§ Study text:
□ □ □
My Focus

I have spent my first years in the Urgent Choice Lab focusing on the interplay between attentional mechanisms and urgent choices. In particular, the novel design of the lab's tasks allowed us to discern large effects on performance due to stimulus repetition, and to tease apart temporally intricate interactions between the perceptual evaluation and motor planning aspects of a decision.

Thereafter, we designed a new urgent task that pits exogenous and endogenous attentional mechanisms against each other during an ongoing motor choice. Our goal was to characterize the interaction between these two forms of attention at the neural level; that is, to determine how this interaction is manifest within oculomotor planning circuits during saccadic choices.

The Road Here...

I completed my undergrad degree at Norwich University (Northfield, VT), graduating in 2015 with a BSc in Athletic Training and Health Sciences, accompanied by minors in Health and Biology. While there, I played on the Women's rugby team eventually captaining the team in my junior and senior years. It was my experience between these programs of study and being the leader of a team that ignited my curiosity regarding the way in which we formulate decisions.
□ □ □
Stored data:
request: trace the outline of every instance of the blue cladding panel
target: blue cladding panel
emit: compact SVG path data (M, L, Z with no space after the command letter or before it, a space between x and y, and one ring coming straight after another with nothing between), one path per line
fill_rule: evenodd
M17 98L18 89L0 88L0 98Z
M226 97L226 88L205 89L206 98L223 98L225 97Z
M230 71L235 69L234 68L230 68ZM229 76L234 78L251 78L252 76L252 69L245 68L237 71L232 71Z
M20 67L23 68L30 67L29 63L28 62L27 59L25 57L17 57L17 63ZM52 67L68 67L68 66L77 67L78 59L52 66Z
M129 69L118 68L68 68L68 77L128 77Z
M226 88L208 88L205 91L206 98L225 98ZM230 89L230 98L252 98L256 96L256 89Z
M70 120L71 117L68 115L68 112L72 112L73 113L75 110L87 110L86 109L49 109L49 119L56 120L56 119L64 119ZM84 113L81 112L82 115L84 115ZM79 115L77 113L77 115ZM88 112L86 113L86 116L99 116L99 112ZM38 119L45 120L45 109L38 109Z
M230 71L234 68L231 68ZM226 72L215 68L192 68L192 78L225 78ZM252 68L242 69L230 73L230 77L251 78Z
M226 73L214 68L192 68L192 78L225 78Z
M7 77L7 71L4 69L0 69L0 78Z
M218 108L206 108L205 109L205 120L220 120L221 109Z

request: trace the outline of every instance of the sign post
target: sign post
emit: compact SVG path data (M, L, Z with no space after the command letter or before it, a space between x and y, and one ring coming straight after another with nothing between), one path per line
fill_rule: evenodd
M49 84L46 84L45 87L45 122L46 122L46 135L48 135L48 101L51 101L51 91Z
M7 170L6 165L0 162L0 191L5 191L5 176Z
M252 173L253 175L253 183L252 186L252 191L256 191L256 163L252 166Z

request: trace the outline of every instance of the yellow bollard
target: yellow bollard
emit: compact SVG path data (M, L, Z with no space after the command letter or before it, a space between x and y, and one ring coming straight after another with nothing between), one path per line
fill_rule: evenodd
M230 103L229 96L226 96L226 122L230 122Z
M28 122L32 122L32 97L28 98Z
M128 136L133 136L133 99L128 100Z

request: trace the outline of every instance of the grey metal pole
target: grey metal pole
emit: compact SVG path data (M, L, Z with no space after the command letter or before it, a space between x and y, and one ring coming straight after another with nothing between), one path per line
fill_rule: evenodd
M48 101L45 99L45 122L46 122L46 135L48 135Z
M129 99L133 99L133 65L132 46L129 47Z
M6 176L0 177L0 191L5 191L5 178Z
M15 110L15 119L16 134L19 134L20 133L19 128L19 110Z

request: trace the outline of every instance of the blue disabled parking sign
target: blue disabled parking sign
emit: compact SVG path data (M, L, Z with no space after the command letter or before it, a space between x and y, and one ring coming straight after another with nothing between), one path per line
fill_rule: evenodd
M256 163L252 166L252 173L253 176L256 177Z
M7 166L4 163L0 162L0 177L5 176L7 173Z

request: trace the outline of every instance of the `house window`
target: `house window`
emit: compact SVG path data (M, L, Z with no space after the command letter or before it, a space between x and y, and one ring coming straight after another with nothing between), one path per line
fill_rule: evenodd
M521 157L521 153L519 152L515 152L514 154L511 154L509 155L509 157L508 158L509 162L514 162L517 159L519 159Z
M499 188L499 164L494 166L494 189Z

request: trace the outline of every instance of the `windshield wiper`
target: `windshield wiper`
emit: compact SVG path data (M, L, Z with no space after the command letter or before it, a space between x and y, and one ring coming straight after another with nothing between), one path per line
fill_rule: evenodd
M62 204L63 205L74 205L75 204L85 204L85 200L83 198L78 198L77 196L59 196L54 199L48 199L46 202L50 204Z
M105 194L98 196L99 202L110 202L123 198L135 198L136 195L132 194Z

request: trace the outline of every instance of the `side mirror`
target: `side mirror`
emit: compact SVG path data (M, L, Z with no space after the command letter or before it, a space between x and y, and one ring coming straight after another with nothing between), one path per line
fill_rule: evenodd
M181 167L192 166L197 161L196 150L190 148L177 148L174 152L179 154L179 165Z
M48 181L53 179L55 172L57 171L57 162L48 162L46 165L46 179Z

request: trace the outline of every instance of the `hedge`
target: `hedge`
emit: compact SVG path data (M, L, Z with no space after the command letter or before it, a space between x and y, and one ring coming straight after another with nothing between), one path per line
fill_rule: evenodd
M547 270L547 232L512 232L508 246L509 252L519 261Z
□ □ □
§ Task item:
Pick up the researcher's profile after its last sentence and continue it in the same voice. None of the stored data rows are needed here.

§ Result for this task:
Athletes face countless decisions within game play. Particularly, one's ability to make urgent accurate decisions and translate them into practice is of utmost importance when it comes to high level athletic performance. There is plenty of research detailing how attention and the perception of a visual scene may impact decisions, but it is still unclear how exactly these processes unfold over time. Upon looking into graduate programs that would allow me to pursue research in decision making, I stumbled upon the work of Drs. Terrence Stanford and Emilio Salinas and realized that their Urgent Choice Lab studies precisely what I am interested in — how critical decisions are made under time pressure!

My experience in the Neuroscience PhD program was all-encompassing. I participated in laboratory research, was a teaching assistant for the Intro to Neuroscience undergraduate lab course, and was a member of the Admissions Committee, the Neuroscience Research Day Committee, and the Brain Awareness Council. As mentioned, the drive for my research interest largely stems from athletics, so my time outside the program was mostly dedicated to my new love of Brazilian Jiu Jitsu!